● **SOURCE EXCERPT**:
-=-=-
Economy

Rajasthan’s Land Bill Unlocks Dead Capital And It Should Be Replicated In Other States

Vivek Kaul

Apr 14, 2016, 01:16 PM | Updated 01:15 PM IST


Jaipur (Marka/UIG via Getty Images)
Jaipur (Marka/UIG via Getty Images)
      By giving statutory backing to land records, Rajasthan became the first Indian state to enact a law on property titles.
      The Bill will do away with the idea of ‘presumed ownership’ and certify ownership of land, thereby reducing property disputes.
      If implemented in rural India, clear land titles can also help uplift the lives of India’s many small and marginal farmers.

On 4 April 2016, the Rajasthan Assembly passed the Rajasthan Urban Land (Certification of Titles) Bill. This legislation will give statutory backing to land records. In the process, Rajasthan became the first Indian state to enact a law on property titles.

Indeed, this is a big move. What we have had in India up until now is what urban planner Swati Ramanathan calls “presumed ownership”. In a recent column in Mint she explains this: “What we have in India today is a system of ‘presumed ownership’. The notion that a ‘sale deed’ is proof of ownership is misplaced. The registration of property at the stamps and registration department merely acknowledges that a transaction has taken place between two parties. It does not verify or guarantee that the seller is indeed the indisputable owner, nor that the buyer is now indisputably the new owner.” This explains why so many property cases end up in court. With clear property titles, this is less likely to happen.

With the Bill being passed, the Rajasthan government will have to get around to setting up the Urban Land Title Certification Authority.

Anyone who wants a land title will have to apply to this authority. The act of applying for a title to this authority is voluntary. As Section 23 of the Bill points out: “As soon as may be, after the receipt of application… the Certification Authority shall scrutinize the information and the documents furnished by the applicant and seek their verification from the relevant record maintained by the State Government or any other authority to satisfy himself about the veracity of the information and authenticity of such documents.
-=-=-
● **DATA LISTING**:

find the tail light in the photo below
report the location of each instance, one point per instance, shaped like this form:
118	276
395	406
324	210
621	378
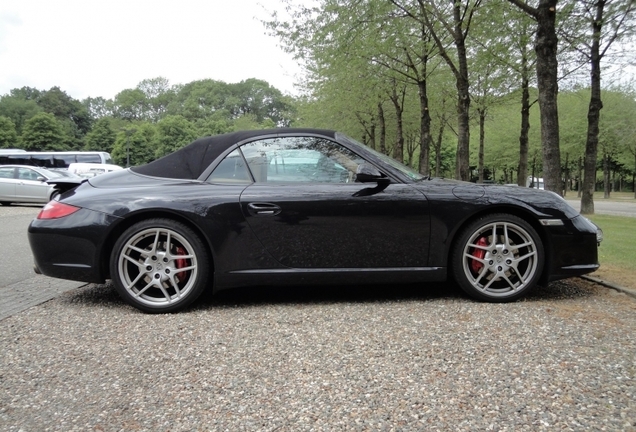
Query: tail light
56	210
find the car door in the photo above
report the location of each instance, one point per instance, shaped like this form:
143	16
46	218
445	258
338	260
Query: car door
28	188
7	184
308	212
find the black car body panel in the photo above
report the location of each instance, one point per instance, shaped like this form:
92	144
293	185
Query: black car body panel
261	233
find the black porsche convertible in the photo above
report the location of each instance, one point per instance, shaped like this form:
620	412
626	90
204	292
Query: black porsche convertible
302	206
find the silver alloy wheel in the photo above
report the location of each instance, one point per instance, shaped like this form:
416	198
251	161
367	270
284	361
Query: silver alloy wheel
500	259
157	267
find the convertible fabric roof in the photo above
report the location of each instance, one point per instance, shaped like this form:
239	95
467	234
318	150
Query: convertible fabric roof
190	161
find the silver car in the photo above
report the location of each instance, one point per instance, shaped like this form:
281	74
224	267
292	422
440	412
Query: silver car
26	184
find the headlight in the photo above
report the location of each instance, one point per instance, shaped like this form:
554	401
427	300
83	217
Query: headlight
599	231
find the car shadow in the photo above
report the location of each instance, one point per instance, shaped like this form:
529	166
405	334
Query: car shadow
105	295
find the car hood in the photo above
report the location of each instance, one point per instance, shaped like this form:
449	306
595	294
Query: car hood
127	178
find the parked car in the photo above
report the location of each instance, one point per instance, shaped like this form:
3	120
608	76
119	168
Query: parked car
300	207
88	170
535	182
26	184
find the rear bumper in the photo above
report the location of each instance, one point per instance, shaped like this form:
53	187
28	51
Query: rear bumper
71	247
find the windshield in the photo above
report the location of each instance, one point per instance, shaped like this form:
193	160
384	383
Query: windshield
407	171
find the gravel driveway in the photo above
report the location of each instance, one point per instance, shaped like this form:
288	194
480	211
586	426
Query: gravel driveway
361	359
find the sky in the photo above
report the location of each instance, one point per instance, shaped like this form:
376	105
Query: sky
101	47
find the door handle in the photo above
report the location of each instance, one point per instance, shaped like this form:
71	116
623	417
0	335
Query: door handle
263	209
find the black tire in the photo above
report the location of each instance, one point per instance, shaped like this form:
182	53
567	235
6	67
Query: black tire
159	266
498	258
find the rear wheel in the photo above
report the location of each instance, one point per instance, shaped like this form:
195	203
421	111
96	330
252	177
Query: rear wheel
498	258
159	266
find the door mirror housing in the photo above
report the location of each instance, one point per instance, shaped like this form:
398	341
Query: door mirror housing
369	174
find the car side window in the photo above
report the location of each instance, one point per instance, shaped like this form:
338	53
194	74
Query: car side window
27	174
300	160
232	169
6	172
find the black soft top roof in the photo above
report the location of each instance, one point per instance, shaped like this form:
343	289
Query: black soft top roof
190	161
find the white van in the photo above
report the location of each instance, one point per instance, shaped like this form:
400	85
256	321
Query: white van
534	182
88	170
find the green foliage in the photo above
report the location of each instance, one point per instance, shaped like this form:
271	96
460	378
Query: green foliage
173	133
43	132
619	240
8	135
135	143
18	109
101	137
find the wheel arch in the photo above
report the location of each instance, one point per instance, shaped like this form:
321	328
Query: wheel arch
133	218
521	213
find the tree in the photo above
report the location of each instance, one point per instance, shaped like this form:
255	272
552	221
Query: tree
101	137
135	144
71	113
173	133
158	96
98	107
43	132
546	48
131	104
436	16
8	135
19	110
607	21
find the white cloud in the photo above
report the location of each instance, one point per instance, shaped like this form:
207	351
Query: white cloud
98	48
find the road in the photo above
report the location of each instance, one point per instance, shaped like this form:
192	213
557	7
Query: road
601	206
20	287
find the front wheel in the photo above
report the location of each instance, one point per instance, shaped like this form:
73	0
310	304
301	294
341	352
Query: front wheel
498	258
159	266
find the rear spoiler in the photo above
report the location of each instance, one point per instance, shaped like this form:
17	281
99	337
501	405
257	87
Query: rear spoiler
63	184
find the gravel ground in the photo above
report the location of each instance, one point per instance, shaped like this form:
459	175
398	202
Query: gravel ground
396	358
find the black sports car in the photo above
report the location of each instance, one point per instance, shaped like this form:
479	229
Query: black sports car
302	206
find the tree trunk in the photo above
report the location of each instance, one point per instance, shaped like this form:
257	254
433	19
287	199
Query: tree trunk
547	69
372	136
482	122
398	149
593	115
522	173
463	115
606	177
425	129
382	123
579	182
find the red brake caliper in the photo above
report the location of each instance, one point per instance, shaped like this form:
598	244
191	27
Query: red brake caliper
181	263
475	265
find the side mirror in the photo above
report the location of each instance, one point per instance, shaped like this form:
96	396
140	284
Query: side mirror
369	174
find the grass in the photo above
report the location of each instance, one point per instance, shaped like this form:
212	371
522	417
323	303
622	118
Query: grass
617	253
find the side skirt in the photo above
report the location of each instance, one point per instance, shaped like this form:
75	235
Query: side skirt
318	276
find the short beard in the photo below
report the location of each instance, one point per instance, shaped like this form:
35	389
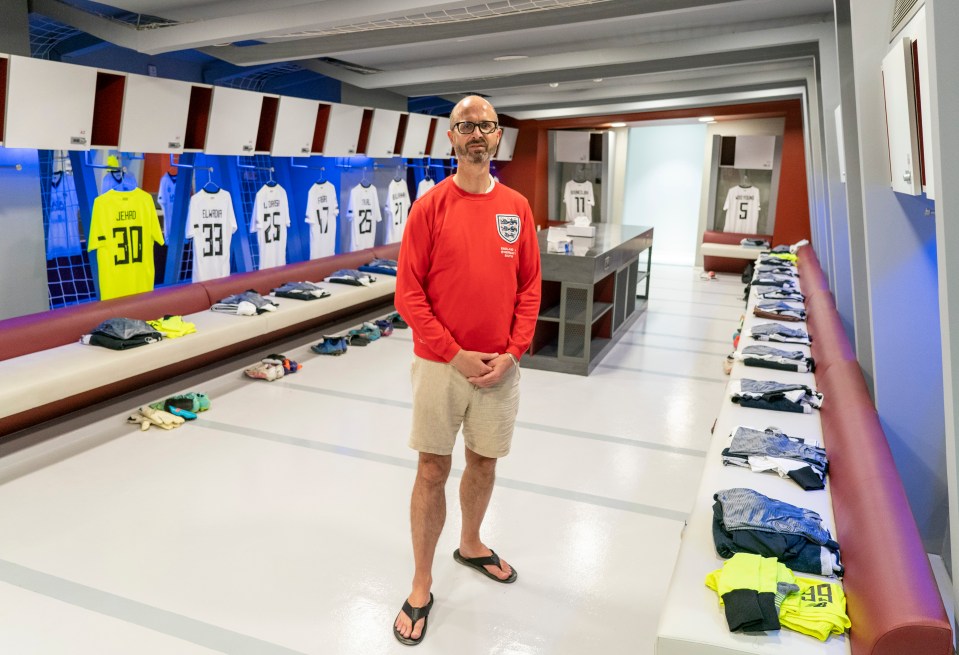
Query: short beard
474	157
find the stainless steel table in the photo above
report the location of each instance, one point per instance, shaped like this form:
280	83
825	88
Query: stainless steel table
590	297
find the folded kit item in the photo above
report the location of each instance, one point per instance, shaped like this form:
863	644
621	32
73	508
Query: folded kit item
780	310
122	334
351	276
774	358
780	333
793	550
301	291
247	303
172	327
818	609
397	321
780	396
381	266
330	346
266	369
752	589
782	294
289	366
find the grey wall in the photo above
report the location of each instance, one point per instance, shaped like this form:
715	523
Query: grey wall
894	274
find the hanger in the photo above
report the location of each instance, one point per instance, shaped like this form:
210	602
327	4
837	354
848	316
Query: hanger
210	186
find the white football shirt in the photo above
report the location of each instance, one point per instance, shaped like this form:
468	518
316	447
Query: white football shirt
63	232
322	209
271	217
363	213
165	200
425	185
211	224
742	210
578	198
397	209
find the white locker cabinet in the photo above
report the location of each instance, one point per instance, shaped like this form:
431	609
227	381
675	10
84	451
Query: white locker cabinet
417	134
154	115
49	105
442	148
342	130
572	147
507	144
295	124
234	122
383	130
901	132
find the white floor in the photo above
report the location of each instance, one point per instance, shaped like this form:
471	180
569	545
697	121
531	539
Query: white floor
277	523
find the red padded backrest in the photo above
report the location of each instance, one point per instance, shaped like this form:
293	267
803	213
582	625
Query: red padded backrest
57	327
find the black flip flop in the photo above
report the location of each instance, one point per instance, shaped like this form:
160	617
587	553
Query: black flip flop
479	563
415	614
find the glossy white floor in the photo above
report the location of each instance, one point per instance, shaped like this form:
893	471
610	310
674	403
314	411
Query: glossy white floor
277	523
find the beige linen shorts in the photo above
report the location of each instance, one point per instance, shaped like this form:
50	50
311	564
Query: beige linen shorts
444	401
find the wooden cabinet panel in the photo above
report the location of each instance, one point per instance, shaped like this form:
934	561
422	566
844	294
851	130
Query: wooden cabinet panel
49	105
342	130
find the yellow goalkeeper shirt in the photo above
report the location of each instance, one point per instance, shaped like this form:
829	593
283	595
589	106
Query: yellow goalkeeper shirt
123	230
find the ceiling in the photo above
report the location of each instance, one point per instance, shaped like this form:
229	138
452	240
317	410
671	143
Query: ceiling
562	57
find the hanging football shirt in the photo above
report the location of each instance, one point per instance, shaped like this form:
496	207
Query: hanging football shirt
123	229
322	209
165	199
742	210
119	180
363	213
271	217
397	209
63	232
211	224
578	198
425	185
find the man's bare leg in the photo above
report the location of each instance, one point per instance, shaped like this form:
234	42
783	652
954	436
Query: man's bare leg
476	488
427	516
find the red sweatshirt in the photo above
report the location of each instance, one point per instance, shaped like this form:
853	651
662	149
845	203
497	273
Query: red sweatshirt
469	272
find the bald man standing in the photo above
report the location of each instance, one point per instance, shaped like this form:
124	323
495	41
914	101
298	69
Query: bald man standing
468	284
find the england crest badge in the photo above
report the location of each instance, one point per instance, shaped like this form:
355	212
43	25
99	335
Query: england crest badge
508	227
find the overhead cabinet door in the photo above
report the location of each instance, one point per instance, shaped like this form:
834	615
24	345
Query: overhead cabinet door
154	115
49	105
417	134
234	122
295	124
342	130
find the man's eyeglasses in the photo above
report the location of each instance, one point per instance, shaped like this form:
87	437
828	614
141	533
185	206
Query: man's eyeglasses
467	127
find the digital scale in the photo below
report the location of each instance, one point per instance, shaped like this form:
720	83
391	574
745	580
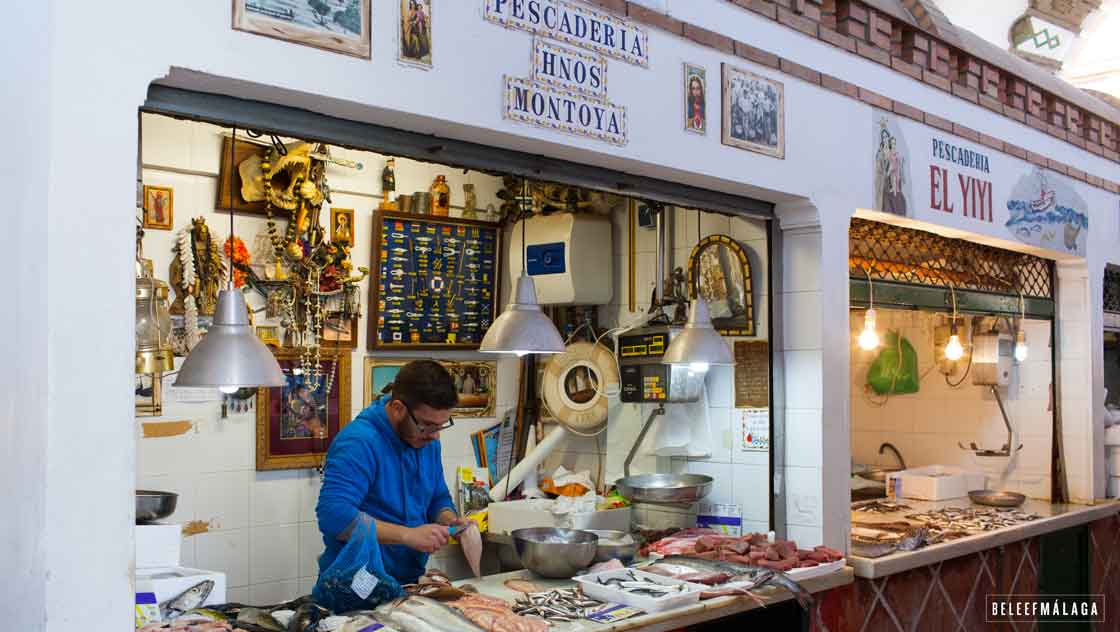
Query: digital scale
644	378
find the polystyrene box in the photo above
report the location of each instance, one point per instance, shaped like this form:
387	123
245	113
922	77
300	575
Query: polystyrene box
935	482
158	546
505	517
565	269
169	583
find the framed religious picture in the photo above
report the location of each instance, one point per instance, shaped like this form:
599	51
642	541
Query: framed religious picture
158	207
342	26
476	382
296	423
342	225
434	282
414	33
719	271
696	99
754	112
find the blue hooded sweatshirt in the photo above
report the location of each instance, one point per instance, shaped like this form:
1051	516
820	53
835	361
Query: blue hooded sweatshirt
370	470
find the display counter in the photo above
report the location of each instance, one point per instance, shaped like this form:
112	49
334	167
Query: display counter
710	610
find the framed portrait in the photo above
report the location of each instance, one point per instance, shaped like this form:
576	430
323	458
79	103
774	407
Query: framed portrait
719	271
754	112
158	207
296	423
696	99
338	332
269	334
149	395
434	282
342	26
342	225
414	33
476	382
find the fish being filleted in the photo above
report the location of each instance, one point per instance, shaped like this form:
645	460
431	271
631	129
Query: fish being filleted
-=-=-
● **TASKS TO PERFORM**:
1 > From the land titles article, list the actions Section 23 of the Bill says the Certification Authority shall take after it receives an application.
2 > Repeat the land titles article from "Rajasthan’s Land Bill" through "and marginal farmers.", swapping "ownership" for "possession".
The rows are separate material and are not part of the land titles article.

● **RESULTS FOR THE EXERCISE**:
1 >
- Scrutinize the information and the documents furnished by the applicant.
- Seek verification of them from the relevant record maintained by the State Government or any other authority.
- Satisfy itself about the veracity of the information and the authenticity of the documents.

2 >
Rajasthan’s Land Bill Unlocks Dead Capital And It Should Be Replicated In Other States

Vivek Kaul

Apr 14, 2016, 01:16 PM | Updated 01:15 PM IST


Jaipur (Marka/UIG via Getty Images)
Jaipur (Marka/UIG via Getty Images)
      By giving statutory backing to land records, Rajasthan became the first Indian state to enact a law on property titles.
      The Bill will do away with the idea of ‘presumed possession’ and certify possession of land, thereby reducing property disputes.
      If implemented in rural India, clear land titles can also help uplift the lives of India’s many small and marginal farmers.